Point localization data:
+ + + + + + +

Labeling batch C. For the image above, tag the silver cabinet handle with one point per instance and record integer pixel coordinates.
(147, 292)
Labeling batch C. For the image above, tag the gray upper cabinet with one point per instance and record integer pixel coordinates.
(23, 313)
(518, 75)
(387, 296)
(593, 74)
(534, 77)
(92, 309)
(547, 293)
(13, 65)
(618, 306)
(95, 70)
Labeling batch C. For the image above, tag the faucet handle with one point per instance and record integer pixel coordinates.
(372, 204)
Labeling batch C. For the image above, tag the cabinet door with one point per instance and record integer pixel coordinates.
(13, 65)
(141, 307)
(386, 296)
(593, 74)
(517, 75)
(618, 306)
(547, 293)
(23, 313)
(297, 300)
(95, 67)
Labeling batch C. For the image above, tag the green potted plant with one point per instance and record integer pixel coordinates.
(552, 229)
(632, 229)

+ + + + + + +

PROBLEM ->
Could you print every record above exactly as it appears?

RESPONSE TO THE TASK ->
Labeling batch C. For the image above, tag the silver cabinet handle with one point per instance and record integer pixel coordinates.
(147, 292)
Labeling batch C. For the image above, tag the gray upper cabinet with one point per instance and record integer pixel coordinates.
(23, 313)
(518, 75)
(387, 296)
(593, 74)
(534, 77)
(92, 309)
(547, 293)
(13, 65)
(618, 306)
(95, 70)
Labeling batch C. For the image above, tag the faucet handle with one point per instance and record integer pixel coordinates.
(372, 204)
Labeling batch C. For the image above, tag the cabinet door with one point per instance and record integer pixel coordinates.
(13, 65)
(141, 307)
(386, 296)
(593, 74)
(517, 75)
(618, 306)
(547, 293)
(23, 313)
(297, 300)
(95, 67)
Labeling batch C. For the image above, tag the green potted plant with one point per instance and record integer pixel coordinates.
(552, 229)
(632, 229)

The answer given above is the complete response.